The problem >>
Whenever a line in the entries below contains "flower", copy that line.

Source records >>
------------------------

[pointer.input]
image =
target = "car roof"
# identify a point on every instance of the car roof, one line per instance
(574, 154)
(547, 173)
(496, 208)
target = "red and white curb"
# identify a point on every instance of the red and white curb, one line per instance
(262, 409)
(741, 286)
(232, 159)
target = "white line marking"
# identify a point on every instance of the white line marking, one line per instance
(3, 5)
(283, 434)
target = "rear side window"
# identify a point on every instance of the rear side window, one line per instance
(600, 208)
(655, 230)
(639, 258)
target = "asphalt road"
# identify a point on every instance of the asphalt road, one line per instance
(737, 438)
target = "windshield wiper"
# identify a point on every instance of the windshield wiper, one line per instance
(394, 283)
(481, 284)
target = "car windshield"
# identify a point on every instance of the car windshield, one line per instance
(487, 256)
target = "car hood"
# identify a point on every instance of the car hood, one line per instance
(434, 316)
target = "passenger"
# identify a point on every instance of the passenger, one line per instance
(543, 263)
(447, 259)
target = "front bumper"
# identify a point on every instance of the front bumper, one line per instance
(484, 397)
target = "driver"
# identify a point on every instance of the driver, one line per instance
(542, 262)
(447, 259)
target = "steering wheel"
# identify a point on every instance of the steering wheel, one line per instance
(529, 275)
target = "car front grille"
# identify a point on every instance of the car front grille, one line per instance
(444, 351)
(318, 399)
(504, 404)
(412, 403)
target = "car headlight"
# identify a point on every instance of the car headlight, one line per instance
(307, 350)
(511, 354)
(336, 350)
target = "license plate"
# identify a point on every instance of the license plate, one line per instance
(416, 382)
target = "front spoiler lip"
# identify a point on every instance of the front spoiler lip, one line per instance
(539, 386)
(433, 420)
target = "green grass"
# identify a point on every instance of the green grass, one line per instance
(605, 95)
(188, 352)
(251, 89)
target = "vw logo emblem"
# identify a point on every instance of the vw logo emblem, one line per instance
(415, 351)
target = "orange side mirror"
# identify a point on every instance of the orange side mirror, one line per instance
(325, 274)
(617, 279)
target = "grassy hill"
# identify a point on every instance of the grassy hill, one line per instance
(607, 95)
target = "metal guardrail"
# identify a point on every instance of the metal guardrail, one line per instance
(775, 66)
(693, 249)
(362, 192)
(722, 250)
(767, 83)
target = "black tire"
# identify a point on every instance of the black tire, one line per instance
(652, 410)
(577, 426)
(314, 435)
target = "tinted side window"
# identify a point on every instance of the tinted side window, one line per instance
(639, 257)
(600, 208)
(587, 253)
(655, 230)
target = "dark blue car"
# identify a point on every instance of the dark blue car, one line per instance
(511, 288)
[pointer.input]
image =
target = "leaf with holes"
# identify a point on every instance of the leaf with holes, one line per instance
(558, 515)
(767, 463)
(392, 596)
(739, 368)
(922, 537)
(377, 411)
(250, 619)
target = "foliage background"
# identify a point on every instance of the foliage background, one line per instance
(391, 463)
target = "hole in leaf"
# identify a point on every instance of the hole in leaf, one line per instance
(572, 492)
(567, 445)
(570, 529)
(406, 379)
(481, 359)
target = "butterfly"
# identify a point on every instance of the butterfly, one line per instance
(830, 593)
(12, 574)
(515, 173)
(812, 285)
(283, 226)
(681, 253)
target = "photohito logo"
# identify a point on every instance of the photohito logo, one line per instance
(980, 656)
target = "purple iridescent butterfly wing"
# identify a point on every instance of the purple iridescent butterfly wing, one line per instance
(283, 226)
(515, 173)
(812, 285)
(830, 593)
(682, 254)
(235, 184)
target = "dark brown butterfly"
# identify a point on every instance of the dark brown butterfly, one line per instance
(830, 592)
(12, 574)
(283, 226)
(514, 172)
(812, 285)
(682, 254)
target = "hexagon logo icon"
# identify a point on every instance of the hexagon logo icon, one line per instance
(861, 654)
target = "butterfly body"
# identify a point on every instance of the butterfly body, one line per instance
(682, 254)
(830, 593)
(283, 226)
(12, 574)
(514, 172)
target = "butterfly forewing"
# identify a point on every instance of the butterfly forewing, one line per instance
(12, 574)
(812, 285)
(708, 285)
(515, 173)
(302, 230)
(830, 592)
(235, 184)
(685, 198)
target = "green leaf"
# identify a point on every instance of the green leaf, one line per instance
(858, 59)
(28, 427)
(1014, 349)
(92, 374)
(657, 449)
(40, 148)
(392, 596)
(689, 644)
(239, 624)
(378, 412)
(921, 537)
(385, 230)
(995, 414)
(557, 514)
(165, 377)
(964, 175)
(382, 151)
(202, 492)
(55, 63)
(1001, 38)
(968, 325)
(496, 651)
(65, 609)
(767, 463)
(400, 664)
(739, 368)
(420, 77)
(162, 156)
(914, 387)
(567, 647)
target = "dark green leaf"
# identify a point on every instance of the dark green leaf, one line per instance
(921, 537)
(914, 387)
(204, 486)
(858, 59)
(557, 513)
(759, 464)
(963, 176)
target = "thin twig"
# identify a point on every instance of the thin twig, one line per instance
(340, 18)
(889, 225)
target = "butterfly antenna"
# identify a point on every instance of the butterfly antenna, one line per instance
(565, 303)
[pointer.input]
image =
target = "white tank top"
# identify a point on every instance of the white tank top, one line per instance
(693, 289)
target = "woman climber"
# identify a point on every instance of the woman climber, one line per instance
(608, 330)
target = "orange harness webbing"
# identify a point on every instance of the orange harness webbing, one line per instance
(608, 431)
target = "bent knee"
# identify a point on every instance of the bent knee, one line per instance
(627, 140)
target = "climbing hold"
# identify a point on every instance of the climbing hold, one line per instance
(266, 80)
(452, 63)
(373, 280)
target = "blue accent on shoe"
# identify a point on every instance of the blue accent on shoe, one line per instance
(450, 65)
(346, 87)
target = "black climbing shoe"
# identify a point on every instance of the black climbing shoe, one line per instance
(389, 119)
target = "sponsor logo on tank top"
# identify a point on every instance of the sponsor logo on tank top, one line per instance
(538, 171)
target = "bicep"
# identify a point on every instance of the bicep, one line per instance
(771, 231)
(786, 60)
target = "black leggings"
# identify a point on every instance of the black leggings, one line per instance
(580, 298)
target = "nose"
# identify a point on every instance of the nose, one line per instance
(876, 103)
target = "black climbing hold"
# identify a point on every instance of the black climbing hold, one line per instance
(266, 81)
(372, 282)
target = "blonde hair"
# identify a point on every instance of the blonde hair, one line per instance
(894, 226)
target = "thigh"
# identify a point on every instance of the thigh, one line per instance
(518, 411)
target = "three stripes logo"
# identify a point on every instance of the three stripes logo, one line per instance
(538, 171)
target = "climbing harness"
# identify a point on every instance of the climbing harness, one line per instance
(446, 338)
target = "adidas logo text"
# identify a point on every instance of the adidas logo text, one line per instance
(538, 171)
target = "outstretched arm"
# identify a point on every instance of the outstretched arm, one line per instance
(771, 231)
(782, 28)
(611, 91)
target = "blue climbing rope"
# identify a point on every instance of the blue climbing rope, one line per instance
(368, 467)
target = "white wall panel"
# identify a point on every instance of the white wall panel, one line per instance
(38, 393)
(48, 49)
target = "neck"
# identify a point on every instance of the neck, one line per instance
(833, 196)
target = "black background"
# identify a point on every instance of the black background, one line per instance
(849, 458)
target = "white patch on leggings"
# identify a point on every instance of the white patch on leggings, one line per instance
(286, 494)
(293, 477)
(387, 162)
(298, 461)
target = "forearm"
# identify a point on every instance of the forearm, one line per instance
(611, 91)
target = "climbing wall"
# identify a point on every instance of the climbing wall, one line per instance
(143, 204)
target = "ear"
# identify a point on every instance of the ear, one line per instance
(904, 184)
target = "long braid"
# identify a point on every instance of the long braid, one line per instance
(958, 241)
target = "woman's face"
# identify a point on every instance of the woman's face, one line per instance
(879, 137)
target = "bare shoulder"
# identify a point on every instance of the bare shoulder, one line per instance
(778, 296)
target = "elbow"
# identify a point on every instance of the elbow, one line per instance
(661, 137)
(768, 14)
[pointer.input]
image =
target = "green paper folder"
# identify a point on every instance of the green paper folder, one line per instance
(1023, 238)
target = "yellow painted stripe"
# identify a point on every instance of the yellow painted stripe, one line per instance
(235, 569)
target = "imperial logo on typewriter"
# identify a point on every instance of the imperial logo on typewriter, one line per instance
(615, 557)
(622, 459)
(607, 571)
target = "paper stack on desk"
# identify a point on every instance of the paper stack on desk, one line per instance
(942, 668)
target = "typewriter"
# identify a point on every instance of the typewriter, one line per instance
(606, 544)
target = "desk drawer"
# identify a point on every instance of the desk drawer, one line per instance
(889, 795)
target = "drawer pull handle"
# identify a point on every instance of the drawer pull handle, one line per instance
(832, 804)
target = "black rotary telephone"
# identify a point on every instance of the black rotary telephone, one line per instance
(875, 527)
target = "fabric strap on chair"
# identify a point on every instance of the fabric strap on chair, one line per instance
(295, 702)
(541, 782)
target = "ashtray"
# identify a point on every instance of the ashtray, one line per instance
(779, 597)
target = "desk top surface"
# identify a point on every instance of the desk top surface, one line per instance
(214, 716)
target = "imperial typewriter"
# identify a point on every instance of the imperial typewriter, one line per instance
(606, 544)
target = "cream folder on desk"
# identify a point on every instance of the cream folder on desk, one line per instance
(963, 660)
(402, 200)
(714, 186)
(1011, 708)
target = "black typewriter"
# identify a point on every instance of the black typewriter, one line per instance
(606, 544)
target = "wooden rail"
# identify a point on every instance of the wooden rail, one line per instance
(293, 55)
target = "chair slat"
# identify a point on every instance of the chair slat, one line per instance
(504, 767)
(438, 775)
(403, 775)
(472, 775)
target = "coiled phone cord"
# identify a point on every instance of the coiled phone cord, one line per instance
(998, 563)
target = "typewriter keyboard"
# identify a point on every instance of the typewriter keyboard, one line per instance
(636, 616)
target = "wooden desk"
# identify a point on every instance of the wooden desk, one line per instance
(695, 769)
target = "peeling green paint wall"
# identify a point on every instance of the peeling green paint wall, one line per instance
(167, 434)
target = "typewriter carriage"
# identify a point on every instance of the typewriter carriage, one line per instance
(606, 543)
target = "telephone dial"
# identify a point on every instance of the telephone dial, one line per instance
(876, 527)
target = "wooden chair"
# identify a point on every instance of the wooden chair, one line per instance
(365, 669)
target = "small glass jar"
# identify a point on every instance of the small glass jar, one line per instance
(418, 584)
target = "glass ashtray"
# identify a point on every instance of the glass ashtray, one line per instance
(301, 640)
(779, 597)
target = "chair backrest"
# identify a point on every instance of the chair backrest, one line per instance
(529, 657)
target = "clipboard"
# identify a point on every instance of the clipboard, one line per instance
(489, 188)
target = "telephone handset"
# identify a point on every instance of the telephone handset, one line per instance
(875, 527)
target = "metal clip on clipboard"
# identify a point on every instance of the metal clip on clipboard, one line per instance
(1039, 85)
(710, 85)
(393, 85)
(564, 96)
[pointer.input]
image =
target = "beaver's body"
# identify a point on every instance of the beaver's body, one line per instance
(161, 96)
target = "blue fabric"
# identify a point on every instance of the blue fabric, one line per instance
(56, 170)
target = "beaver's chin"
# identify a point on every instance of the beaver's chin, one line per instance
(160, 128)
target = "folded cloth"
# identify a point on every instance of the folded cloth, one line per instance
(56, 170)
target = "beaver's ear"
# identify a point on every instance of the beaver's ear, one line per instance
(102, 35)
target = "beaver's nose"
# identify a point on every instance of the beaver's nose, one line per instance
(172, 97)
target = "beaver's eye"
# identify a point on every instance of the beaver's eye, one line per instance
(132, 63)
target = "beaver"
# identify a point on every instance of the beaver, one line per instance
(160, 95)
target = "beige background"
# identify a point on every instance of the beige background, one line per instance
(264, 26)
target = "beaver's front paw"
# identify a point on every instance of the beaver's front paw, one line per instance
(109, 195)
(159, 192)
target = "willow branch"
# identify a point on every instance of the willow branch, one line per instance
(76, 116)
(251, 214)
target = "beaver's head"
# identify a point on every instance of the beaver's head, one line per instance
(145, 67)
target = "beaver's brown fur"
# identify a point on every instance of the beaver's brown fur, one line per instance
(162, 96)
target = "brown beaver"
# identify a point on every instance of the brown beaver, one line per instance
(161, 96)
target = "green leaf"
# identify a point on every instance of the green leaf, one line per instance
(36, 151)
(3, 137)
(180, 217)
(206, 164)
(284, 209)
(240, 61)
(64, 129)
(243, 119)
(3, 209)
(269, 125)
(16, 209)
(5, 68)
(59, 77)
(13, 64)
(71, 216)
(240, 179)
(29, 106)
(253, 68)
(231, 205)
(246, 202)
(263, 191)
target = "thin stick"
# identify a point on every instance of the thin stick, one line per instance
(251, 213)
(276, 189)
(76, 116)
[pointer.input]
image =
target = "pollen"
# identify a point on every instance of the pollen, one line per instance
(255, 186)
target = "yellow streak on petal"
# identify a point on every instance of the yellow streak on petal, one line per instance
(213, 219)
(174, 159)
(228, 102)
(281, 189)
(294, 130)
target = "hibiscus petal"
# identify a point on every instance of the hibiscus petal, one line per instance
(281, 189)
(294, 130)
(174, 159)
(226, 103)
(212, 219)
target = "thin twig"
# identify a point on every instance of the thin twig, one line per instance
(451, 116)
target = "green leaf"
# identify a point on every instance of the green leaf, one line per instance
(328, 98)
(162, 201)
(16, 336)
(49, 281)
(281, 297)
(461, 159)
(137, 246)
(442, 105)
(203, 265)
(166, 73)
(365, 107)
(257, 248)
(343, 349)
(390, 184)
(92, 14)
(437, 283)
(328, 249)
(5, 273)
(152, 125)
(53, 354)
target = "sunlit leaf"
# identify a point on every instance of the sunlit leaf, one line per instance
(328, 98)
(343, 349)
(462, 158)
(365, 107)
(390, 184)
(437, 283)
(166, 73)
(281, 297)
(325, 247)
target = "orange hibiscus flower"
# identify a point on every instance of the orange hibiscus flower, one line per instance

------------------------

Task output >>
target = "orange hibiscus flower"
# identify a point on every instance of the orange hibiscus flower, one line per instance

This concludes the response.